▶ **What to produce**
Please list each build method that the Some Grid Engine page compares, with the time given for it.

▶ **Provided passage**
____
Some Grid Engine/Son of Grid Engine/Sun Grid Engine
Some Grid Engine is a fork of Son of Grid Engine at University of Liverpool, with SOME improvement.
We have been using and maintaining this software at Michigan Neuroscience Institute, University of Michigan for over a decade. It is stable and good enough for a small HPC cluster. Here we share it on github, hoping more peoples can benefit from it.
Improvements
- Support for submitting jobs via SystemD which also allows to enforce memory/cpu limitations via kernel cgroups. Many thanks to fretn:master and ondrejv2:master!
- CMake compiling support. This paved the way for easier maintenance in future. It took 38 seconds to compile in parallel and install on an 8-core old machine, while it took 302 seconds with the legacy SGE way, and 377 seconds with makepkg.
- Fixed a permission error introduced since systemd 241 in 2019 during installation, if SGE is installed as non-root on production system
- Compatible with openssl-1.1.1
- All C compling warning are fixed on Arch Linux and Void Linux. Most of them were caused by 'smarter' gcc, new SSL, new GLIBC, obsolete function such 'sigignore', depreciated function such as 'readdir_r', etc.
____
▶ **Data excerpts**
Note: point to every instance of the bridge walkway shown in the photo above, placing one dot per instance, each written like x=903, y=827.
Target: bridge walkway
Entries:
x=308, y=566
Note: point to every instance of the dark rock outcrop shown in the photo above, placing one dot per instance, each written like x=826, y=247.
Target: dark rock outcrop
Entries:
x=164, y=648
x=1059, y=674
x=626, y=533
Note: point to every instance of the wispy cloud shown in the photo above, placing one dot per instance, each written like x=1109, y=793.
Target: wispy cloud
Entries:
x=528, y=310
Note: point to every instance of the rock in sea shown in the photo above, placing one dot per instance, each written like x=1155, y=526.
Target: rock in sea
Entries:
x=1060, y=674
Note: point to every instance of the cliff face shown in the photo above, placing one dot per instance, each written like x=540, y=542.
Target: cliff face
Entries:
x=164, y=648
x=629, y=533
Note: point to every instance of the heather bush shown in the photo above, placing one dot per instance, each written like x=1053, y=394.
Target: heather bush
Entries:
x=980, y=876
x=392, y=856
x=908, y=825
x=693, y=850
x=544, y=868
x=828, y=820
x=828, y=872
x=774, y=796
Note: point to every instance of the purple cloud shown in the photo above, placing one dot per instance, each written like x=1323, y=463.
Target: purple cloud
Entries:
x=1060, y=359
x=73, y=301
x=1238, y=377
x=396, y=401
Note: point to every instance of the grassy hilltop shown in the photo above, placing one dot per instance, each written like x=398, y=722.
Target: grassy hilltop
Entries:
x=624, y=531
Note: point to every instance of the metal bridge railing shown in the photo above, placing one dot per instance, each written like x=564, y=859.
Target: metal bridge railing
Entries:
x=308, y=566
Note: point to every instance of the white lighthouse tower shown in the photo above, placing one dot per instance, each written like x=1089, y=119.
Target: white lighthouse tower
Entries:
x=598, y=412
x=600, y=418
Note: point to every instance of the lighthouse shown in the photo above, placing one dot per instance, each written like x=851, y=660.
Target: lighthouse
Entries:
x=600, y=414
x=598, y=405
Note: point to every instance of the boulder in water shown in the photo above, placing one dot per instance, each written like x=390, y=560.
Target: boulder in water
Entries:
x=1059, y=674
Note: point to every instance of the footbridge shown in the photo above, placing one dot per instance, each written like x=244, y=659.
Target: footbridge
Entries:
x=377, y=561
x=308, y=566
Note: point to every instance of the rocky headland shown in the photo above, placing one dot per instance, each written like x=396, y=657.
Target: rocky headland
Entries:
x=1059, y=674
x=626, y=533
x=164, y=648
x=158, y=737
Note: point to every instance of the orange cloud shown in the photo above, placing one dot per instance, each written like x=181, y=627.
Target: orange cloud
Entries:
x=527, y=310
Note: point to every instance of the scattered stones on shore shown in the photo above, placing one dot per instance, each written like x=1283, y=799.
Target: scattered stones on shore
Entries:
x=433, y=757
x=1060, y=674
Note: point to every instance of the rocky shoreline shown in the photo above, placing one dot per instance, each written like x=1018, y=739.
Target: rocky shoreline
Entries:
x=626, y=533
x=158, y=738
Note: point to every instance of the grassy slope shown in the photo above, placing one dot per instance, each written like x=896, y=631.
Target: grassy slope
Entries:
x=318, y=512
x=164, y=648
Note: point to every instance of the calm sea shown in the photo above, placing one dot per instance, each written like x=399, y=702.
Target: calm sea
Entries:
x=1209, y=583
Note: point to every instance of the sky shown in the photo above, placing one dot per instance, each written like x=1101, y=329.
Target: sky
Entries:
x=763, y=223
____
▶ **Result of this exercise**
- CMake: 38 seconds
- The legacy SGE way: 302 seconds
- makepkg: 377 seconds